## What you need to do
Exactly as written, set down the lines from the top of the entries through the line bearing "target | narrow green leaf", with every picture left out.

## Given entries
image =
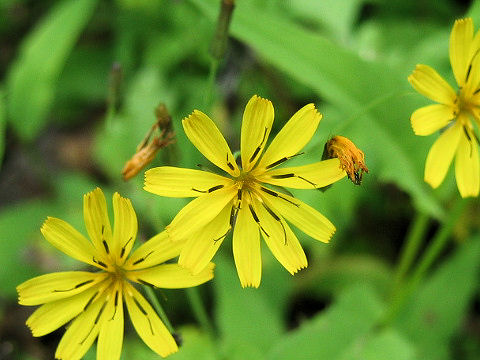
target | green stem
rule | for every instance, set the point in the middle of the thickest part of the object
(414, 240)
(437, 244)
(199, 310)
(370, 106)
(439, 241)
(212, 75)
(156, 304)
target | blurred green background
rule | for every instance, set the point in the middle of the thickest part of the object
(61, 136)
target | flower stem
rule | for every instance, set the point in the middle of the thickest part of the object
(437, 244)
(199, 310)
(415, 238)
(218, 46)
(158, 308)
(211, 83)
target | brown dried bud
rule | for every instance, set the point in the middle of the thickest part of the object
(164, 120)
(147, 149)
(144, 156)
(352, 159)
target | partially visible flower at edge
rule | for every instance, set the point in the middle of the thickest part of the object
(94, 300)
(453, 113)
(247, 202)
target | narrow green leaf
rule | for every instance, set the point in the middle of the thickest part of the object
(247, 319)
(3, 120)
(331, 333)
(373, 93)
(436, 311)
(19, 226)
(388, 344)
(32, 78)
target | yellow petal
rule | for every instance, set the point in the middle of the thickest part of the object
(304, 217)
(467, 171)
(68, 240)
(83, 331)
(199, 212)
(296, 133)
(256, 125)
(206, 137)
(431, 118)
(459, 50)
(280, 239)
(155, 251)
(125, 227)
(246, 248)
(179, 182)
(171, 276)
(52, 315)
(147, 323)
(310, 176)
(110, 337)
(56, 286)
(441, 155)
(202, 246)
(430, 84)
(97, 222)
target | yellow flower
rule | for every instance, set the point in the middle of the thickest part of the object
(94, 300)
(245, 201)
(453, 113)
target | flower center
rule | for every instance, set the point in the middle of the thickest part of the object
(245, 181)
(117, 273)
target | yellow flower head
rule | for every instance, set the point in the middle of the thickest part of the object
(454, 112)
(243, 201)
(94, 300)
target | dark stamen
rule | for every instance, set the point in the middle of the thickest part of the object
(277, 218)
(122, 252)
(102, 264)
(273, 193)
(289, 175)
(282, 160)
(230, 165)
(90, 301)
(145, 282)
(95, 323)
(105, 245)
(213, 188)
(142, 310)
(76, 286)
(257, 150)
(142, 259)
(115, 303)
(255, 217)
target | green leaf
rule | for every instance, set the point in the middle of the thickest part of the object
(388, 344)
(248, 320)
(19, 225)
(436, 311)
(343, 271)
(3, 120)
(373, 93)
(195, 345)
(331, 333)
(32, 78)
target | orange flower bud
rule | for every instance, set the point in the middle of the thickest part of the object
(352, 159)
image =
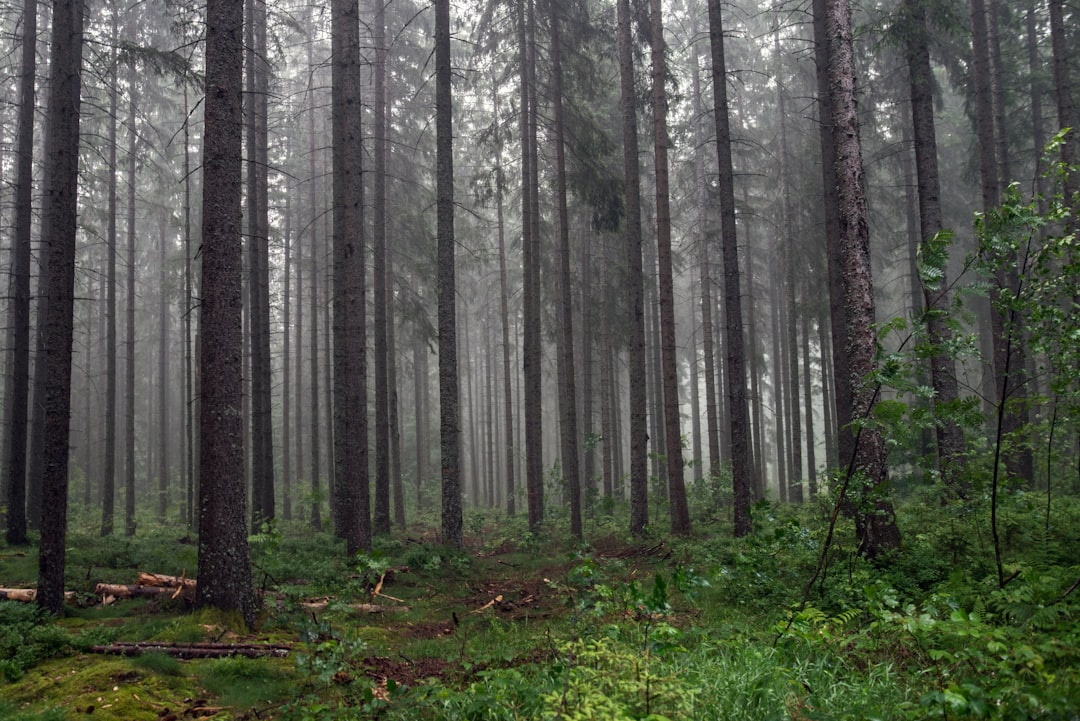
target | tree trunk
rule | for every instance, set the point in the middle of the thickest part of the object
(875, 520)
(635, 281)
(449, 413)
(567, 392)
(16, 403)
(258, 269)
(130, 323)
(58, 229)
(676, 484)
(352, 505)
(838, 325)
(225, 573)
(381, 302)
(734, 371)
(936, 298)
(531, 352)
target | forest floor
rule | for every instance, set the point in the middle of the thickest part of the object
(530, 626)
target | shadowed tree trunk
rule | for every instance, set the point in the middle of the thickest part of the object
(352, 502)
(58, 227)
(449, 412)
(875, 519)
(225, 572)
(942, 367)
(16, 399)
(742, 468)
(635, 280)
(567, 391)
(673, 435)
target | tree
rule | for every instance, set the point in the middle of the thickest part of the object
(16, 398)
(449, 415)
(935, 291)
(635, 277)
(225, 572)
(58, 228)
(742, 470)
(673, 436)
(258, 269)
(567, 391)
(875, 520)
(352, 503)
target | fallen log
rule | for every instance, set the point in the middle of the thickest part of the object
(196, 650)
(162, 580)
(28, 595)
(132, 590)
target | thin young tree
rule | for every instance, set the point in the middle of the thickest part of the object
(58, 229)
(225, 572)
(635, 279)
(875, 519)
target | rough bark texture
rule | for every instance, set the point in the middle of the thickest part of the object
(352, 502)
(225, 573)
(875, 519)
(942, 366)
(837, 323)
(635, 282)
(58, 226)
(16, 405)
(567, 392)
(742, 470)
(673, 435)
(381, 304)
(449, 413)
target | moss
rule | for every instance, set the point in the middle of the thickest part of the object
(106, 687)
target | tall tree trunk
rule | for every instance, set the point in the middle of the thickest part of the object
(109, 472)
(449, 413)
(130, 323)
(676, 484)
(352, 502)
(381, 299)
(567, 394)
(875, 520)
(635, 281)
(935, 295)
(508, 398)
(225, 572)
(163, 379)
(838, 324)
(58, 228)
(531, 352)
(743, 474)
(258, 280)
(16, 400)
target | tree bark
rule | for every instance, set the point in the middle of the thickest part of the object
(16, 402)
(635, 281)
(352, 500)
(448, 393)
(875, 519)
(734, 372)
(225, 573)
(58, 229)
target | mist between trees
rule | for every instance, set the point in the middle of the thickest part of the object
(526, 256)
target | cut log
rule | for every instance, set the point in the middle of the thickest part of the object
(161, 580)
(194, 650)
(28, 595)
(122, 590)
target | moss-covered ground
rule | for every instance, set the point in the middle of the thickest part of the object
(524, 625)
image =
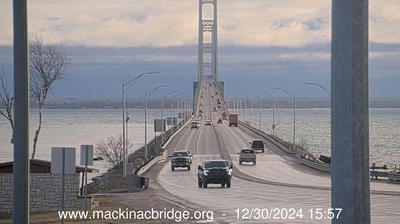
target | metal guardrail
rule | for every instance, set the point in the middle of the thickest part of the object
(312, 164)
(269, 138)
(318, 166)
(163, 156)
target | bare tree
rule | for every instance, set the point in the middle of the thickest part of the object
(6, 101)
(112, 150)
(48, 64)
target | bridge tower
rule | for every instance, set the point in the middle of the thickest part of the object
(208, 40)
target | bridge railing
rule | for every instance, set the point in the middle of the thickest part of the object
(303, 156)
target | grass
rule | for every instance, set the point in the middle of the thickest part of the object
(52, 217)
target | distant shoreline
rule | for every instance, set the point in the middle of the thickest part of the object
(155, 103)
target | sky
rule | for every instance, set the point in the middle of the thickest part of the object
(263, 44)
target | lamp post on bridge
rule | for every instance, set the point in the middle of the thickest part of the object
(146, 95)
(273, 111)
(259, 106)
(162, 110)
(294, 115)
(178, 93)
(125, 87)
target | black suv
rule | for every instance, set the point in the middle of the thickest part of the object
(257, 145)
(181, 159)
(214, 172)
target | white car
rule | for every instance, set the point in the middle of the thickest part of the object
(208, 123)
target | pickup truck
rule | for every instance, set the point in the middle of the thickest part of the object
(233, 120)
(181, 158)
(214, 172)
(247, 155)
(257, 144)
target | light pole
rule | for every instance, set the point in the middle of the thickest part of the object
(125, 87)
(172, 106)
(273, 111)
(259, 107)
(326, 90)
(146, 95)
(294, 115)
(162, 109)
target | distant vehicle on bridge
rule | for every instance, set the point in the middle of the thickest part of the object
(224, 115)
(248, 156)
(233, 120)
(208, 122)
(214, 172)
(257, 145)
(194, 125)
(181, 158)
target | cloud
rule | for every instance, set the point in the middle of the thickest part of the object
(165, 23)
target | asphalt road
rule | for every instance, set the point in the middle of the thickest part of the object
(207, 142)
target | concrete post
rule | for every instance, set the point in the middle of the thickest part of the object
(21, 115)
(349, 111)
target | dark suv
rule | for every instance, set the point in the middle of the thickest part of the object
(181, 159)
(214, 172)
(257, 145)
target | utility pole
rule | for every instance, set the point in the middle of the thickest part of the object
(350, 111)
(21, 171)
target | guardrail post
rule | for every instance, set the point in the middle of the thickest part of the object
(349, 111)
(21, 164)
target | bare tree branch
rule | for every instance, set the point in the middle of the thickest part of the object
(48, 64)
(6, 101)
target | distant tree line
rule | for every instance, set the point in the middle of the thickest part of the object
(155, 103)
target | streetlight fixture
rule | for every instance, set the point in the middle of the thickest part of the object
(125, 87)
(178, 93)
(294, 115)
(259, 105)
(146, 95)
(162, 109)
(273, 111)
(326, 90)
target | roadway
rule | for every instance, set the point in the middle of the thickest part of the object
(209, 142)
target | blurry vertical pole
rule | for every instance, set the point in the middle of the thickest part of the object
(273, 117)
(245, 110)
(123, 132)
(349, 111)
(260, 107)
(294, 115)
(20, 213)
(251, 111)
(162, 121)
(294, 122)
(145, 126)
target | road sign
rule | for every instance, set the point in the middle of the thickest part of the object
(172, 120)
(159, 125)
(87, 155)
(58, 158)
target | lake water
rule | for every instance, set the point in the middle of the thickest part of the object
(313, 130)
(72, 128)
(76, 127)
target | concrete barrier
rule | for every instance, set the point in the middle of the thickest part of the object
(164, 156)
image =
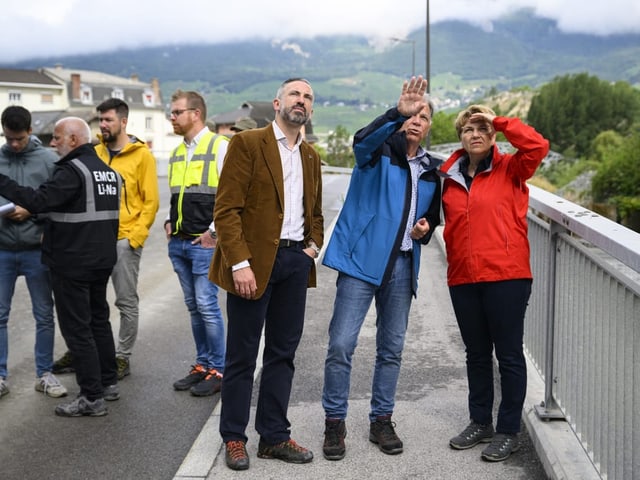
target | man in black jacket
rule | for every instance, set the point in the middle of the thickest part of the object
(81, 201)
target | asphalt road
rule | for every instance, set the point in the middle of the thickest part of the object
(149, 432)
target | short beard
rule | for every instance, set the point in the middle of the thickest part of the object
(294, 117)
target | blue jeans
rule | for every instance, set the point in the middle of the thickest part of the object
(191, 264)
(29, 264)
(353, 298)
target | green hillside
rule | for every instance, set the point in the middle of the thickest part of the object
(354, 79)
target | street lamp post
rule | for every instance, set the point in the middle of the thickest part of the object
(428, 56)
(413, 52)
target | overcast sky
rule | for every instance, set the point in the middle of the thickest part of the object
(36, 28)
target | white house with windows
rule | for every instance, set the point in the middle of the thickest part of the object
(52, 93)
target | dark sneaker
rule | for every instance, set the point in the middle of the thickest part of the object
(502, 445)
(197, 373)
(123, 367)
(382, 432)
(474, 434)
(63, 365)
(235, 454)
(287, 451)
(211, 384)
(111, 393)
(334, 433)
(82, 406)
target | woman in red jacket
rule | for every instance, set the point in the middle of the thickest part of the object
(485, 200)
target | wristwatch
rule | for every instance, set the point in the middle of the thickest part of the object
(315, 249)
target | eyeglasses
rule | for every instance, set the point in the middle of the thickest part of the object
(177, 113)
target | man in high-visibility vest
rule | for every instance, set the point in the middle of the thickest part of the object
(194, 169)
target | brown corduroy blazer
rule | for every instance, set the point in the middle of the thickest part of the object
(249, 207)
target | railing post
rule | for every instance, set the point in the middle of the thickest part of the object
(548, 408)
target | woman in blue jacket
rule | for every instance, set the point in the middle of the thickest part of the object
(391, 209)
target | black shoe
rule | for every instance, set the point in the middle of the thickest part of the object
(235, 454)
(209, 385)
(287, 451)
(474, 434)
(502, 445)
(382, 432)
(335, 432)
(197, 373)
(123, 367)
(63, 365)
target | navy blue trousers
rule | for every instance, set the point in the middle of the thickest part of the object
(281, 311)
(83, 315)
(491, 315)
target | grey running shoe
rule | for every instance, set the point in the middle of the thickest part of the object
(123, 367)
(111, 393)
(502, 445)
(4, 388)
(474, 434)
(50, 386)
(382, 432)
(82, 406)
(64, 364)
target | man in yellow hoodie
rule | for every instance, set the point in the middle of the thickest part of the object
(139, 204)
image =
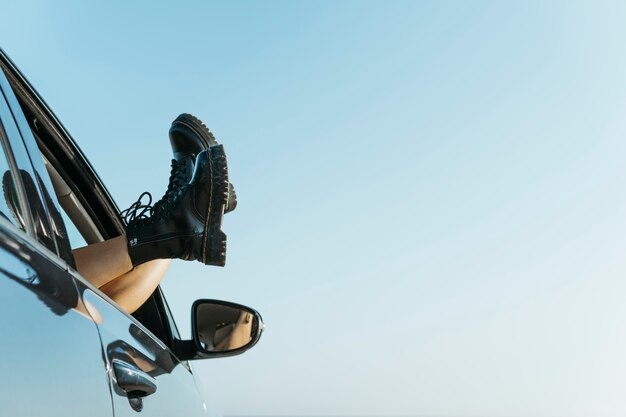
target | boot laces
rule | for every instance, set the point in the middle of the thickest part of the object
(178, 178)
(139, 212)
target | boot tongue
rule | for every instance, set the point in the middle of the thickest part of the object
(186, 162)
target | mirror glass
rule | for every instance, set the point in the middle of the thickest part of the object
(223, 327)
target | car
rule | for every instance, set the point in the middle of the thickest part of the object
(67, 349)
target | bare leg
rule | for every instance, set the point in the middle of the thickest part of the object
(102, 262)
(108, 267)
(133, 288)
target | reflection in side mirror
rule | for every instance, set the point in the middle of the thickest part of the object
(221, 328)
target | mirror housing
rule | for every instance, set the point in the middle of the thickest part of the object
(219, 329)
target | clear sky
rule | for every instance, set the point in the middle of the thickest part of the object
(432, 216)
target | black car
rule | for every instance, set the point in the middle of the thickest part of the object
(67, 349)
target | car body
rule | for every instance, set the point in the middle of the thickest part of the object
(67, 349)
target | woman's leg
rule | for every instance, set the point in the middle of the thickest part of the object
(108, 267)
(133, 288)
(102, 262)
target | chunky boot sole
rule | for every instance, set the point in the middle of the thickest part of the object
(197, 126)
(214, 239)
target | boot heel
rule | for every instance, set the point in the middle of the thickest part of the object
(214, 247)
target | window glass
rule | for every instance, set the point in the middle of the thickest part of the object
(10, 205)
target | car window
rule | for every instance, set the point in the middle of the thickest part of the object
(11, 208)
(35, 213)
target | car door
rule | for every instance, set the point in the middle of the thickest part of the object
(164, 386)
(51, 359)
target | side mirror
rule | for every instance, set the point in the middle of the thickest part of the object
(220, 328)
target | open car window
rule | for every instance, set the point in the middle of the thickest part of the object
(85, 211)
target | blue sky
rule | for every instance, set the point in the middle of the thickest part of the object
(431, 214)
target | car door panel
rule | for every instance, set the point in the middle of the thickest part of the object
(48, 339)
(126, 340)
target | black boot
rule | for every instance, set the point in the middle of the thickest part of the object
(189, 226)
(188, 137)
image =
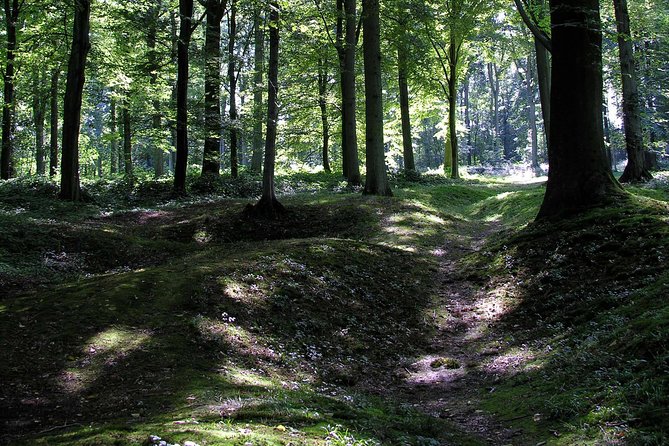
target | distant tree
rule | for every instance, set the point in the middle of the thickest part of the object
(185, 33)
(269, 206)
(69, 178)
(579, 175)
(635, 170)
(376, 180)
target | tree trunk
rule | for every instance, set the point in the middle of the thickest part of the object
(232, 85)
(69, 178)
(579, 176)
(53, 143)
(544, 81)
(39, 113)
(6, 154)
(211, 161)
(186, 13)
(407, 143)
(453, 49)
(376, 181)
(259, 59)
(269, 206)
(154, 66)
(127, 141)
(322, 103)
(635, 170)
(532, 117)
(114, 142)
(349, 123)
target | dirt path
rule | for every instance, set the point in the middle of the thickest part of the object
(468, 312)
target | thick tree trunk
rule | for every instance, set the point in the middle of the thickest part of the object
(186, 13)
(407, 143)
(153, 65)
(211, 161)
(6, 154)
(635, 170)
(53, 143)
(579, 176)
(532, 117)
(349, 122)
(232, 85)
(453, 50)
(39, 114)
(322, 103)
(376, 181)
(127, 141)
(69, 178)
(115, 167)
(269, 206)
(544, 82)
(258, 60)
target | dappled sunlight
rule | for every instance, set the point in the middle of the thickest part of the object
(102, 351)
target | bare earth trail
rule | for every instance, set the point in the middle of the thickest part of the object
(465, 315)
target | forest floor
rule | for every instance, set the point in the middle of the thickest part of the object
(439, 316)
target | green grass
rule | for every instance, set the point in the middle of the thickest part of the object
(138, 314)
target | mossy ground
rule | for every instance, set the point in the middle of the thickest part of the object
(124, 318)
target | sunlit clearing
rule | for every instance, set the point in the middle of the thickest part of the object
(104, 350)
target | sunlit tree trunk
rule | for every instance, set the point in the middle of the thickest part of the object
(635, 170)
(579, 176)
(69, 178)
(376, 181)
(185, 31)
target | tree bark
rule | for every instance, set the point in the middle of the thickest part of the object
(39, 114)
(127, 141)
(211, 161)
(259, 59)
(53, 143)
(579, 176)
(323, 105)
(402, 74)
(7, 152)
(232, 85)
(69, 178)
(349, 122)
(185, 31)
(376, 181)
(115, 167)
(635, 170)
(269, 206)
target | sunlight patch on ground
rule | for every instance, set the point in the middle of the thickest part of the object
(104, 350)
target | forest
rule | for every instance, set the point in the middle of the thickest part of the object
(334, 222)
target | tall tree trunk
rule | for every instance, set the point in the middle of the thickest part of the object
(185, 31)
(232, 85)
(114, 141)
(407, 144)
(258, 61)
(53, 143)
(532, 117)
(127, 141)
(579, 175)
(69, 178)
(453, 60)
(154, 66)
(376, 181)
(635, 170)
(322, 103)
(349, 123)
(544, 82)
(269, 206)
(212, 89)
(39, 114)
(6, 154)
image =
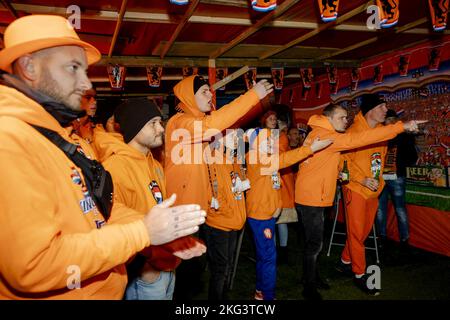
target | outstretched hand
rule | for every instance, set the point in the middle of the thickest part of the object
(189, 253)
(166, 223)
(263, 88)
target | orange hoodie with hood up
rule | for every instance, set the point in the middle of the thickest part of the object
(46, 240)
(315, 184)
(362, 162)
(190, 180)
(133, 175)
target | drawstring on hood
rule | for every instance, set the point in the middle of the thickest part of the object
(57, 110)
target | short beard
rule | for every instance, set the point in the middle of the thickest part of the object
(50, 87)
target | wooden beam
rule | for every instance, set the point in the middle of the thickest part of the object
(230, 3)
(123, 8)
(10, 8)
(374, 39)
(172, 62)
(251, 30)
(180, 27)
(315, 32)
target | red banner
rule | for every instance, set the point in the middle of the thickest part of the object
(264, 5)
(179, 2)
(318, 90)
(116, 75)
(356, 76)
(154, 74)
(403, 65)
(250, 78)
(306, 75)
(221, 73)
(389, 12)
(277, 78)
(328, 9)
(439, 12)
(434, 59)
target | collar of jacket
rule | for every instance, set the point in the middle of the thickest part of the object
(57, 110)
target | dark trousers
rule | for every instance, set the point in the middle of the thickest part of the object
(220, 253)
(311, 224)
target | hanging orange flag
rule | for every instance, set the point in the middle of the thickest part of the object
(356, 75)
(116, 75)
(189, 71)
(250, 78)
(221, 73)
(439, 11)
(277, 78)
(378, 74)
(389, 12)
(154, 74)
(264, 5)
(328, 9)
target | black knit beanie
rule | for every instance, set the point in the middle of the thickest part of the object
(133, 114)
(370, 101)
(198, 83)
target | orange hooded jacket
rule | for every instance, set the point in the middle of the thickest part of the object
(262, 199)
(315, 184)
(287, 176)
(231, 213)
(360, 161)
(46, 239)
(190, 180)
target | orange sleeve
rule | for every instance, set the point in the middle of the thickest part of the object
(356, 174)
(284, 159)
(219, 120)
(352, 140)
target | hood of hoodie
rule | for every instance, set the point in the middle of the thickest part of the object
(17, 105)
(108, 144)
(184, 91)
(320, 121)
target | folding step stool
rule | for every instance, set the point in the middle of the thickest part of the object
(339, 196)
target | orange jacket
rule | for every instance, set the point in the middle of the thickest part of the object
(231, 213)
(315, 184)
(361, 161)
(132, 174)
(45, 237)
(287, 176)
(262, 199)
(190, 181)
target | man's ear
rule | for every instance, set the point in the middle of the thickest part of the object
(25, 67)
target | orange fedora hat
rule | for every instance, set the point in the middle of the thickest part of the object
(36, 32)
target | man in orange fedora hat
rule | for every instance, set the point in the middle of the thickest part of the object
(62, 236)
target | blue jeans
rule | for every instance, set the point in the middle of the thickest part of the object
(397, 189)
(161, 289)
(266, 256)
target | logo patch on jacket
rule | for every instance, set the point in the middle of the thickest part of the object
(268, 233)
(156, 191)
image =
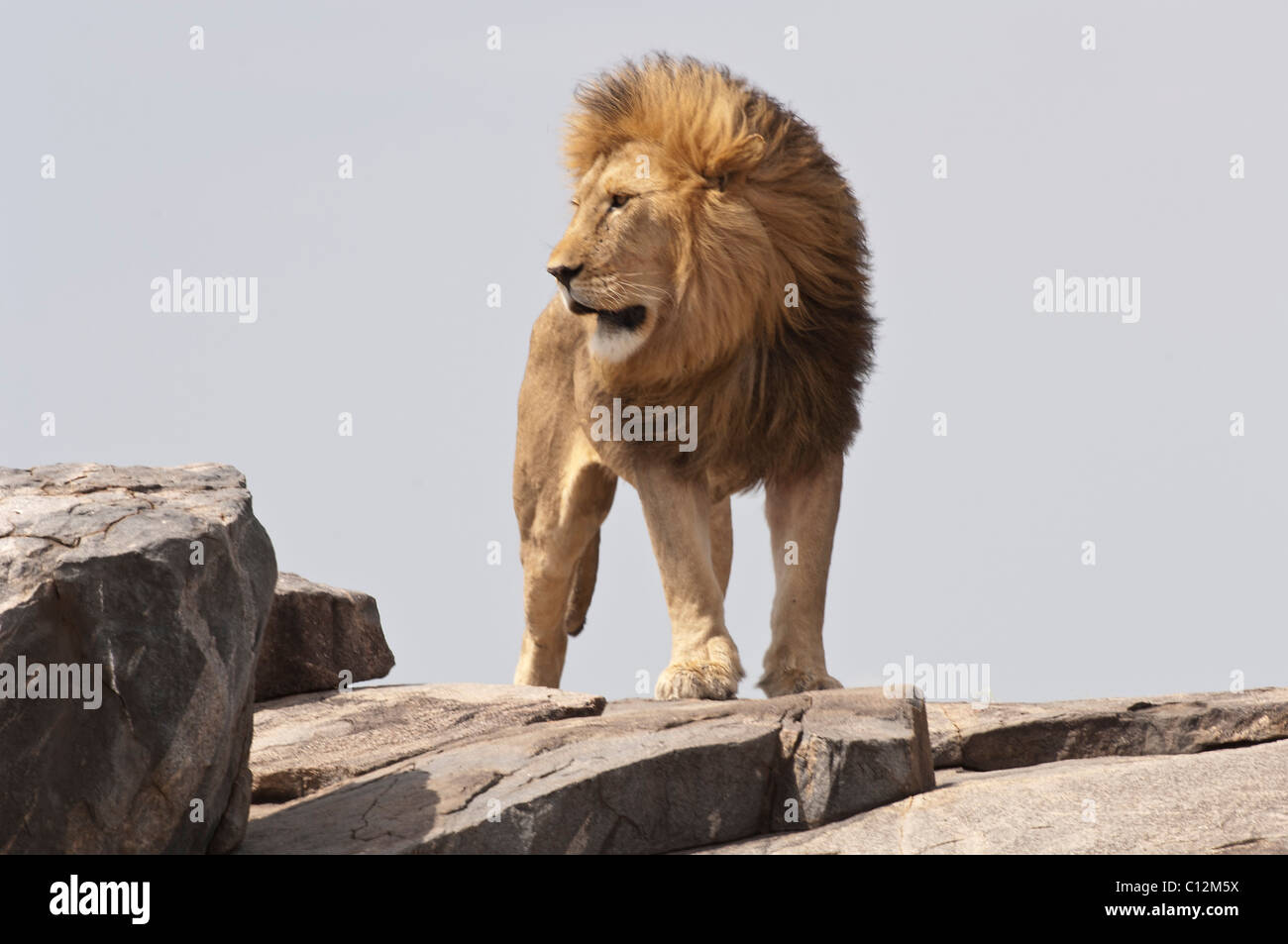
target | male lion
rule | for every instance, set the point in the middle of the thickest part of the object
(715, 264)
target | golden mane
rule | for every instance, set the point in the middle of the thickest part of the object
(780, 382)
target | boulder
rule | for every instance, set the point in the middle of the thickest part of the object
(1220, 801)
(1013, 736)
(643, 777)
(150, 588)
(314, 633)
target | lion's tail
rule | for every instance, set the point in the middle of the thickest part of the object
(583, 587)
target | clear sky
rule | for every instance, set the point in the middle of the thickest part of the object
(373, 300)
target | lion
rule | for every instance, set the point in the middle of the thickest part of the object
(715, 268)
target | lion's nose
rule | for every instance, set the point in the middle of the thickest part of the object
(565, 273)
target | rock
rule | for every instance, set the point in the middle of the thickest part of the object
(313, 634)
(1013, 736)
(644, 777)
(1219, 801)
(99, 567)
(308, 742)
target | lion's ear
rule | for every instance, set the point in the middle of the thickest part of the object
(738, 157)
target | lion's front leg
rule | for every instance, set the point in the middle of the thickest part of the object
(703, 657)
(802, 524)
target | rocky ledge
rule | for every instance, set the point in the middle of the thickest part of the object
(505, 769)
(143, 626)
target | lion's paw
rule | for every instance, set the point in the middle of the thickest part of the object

## Reply
image =
target | green stem
rule | for every instance, set the point in the middle of the thickest part of the object
(414, 240)
(437, 244)
(199, 310)
(370, 106)
(439, 241)
(212, 75)
(156, 304)
target | blurred green background
rule | for every instance, set the point in the middle of the thickest part of the object
(61, 136)
target | flower stem
rule | for every instance, set the point in the middle of the thickest part of the object
(437, 244)
(199, 310)
(415, 238)
(218, 46)
(158, 308)
(211, 83)
target | brown dried bud
rule | for every instance, set the point in the middle of the thickest part of the object
(164, 120)
(147, 149)
(144, 156)
(352, 159)
target | partially visible flower at edge
rule | for every instance, set the point in the middle of the thickest part of the object
(94, 300)
(453, 113)
(247, 202)
target | narrow green leaf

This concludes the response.